◆ **REQUIRED ACTION A**: Translate this sentence from the article on the Canadian beef recall into Spanish: "As a result of these cases, eleven people were hospitalized and one elderly individual died."
◆ **REQUIRED ACTION B**: According to the article on the Canadian beef recall, on what date did the Canadian involvement in the Topps meat recall become publicly known?
◆ **REQUIRED ACTION C**: Continue the article on the Canadian beef recall from where it stops.

====== TEXT PROVIDED

Canadians more concerned abooout trade than sick people

The creeping Canadian beef warnings continue this evening, with the Canadian Food Inspection Agency warning the public tonight of a further expanded list of products that may be contaminated with E. coli O157:H7 involving Ranchers Beef Ltd. (Establishment 630), Balzac, Alberta.

The story — or at least the Canadian involvement in the Topps meat E. coli O157:H7 recall — became publicly known on Oct. 26/07. The Americans identified the Canadian supplier as Ranchers Beef, while the CFIA press release didn’t identify the company, but did mention that,

The investigation is examining 45 cases of E. coli O157:H7 that were found in New Brunswick, Quebec, Saskatchewan, Ontario and British Columbia. These cases were previously reported from July to September, 2007. As a result of these cases, eleven people were hospitalized and one elderly individual died.

All subsequent CFIA press releases, including tonight’s, state,

"There have been no reported illnesses associated with the consumption of  these products."

Except that initial Oct. 26/07 CFIA press release said the 45 Canadian cases shared the same "unique pattern of E. coli" and "this new E. coli pattern has also been found in the United States and the same unique E. coli pattern that was found in the majority of cases this summer has been found through genetic testing of samples of beef taken from a meat facility in Alberta."

That means the same genetic pattern was found in the Topps meat, the 40 sick people in the U.S., the 45 sick Canadians, and meat from Ranchers Beef.

============
====== DATA

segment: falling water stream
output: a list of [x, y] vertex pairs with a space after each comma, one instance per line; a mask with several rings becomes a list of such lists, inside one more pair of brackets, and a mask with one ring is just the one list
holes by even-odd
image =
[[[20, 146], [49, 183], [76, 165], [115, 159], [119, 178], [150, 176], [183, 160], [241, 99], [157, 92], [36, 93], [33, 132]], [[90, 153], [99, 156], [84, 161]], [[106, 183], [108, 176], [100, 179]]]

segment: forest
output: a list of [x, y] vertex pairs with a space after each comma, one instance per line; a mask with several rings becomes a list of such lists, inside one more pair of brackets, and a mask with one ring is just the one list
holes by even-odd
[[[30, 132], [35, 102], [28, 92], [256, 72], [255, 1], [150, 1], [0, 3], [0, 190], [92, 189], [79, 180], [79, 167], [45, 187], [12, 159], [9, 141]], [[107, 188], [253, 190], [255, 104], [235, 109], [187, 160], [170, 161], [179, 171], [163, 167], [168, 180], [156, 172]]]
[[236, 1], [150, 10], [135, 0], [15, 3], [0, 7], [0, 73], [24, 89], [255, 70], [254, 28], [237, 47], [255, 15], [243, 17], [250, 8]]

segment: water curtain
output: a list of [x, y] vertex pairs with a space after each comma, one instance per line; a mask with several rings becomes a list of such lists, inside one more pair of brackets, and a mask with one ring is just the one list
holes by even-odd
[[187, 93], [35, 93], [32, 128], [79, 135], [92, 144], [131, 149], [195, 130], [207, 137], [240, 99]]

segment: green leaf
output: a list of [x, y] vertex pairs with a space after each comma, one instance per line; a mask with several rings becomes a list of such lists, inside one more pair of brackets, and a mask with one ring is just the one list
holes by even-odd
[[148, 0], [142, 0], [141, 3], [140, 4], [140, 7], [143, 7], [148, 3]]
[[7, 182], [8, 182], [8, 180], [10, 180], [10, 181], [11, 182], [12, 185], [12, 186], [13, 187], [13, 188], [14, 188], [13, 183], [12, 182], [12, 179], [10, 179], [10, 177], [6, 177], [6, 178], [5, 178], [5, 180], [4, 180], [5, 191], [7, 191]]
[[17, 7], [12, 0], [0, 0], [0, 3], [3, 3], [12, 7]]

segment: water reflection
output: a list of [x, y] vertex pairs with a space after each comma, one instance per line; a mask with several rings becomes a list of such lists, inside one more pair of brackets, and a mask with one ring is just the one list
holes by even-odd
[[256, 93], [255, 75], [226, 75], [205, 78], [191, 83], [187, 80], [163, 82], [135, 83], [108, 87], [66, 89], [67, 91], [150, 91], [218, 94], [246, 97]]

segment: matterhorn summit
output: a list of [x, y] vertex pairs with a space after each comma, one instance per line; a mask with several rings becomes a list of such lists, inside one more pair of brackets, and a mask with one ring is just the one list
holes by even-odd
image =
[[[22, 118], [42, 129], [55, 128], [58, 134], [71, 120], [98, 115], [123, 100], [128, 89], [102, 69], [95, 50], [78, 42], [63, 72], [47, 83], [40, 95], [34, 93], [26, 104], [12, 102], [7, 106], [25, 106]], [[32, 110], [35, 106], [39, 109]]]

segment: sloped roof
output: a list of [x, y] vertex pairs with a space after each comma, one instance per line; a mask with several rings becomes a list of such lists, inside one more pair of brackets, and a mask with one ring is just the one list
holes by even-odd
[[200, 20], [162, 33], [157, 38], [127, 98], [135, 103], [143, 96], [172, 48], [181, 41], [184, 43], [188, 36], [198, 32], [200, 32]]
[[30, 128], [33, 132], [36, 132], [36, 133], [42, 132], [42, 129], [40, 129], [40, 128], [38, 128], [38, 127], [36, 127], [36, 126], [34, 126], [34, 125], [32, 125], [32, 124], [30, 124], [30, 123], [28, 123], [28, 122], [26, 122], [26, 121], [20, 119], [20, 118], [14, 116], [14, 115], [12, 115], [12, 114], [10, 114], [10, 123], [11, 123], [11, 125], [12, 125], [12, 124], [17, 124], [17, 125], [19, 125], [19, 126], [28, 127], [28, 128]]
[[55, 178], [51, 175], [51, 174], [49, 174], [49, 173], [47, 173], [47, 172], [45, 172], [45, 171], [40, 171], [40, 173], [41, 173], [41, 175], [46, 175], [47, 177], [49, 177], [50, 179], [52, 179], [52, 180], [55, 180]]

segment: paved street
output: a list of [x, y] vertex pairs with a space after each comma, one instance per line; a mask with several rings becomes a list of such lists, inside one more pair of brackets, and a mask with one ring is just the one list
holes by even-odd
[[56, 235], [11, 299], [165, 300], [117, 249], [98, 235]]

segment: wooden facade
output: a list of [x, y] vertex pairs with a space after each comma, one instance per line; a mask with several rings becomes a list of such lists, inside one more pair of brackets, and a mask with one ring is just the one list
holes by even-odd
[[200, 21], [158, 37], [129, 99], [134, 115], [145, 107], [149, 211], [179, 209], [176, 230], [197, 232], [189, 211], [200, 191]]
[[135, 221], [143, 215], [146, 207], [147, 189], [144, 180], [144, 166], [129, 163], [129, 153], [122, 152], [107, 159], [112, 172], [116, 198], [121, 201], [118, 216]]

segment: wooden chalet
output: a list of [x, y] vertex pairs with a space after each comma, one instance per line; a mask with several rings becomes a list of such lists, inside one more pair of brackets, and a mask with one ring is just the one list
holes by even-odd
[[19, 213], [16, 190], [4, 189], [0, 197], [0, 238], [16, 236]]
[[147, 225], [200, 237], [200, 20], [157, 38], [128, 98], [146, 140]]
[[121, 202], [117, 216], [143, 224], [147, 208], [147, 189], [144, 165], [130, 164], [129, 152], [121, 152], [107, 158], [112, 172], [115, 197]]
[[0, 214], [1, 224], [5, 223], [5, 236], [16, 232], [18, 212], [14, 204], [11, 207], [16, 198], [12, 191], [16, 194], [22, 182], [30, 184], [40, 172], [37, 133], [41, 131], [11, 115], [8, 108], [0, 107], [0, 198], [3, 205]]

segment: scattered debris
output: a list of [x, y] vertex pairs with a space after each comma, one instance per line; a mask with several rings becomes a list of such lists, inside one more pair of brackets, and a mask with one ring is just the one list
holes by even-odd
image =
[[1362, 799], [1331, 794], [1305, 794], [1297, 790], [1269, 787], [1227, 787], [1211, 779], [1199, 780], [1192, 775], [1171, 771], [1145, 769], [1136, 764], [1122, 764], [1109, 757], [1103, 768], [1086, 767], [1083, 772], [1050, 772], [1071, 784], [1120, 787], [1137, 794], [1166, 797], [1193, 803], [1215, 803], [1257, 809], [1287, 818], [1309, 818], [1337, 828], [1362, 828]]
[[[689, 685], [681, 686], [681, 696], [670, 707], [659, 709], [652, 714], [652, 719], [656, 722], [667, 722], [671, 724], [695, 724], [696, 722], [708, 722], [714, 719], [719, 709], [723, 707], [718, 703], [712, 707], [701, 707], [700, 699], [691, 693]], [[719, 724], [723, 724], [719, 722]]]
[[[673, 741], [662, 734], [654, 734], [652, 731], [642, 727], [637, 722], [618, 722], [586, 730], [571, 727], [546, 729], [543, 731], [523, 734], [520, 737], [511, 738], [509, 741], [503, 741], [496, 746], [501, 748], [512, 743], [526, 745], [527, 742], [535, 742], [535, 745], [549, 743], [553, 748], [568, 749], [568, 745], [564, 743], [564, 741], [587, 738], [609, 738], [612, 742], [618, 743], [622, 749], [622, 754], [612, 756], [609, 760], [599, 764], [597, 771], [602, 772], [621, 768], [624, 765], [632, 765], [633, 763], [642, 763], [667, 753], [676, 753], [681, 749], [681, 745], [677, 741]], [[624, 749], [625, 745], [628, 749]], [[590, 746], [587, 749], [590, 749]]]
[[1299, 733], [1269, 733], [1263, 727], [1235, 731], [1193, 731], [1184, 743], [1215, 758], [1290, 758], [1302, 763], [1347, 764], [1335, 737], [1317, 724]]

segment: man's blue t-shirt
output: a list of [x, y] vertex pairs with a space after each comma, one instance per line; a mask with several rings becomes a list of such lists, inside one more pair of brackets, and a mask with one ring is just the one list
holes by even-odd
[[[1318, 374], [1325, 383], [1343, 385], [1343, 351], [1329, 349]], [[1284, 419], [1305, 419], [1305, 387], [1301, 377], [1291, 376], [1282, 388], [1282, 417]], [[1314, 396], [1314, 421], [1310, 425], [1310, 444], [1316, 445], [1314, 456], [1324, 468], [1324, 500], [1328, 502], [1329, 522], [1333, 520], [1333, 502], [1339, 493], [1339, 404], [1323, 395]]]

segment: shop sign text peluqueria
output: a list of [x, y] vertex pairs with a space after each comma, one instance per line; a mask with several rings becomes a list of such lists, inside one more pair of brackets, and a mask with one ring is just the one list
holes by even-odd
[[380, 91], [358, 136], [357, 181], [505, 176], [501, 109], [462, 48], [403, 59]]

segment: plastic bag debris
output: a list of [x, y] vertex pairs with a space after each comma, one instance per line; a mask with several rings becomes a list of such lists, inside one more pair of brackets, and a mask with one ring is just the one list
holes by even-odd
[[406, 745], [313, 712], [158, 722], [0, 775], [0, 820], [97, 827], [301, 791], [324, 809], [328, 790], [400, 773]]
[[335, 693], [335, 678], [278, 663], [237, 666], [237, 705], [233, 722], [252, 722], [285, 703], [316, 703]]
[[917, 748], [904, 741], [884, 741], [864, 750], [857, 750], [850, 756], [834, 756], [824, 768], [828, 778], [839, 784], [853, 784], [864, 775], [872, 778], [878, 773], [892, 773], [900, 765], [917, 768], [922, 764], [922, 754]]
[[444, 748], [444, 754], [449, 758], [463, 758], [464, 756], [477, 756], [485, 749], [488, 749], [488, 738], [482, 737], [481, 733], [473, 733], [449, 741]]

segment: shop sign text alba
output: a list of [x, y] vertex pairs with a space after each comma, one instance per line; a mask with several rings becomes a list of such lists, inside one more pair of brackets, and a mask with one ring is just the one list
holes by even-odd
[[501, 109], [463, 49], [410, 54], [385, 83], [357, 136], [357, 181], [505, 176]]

============

◆ **YOUR RESPONSE A**: Como resultado de estos casos, once personas fueron hospitalizadas y una persona de edad avanzada murió.

◆ **YOUR RESPONSE B**: October 26, 2007.

◆ **YOUR RESPONSE C**:
So why does CFIA now insist that,

"There have been no reported illnesses associated with the consumption of  these products."

My guess is that the Canadians have not yet found Ranchers Beef product that tests positive. So they  can’t say the product made anyone sick. Epidemiology is good enough for the Americans, but not the Canadians.

But what is most disturbing is the media coverage after the Americans announced Saturday they would increase testing of imported Canadian meat and conduct an audit to see if the Canadians were doing what they say they were doing.

The Canadian papers were filled with outrage over the stricter requirements for exporting meat, but not a single media outlet has followed up on the 45 sick people, 11 hospitalizations and one death.

Rob McNabb of the Canadian Cattlemen’s Association said the new testing will initially force Canada to higher standards than all other countries importing meat into the U.S., but he hopes the extra testing will be removed following the safety audit, stating,

"When an authority or agency responsible for food safety experiences some significant political pressure, these things will tend to happen."

How much political pressure has CFIA been under to sweep all these Canadian illnesses away as consumer mishandling? And when will some Canadian (or American) journalist follow up instead of swallowing government palp?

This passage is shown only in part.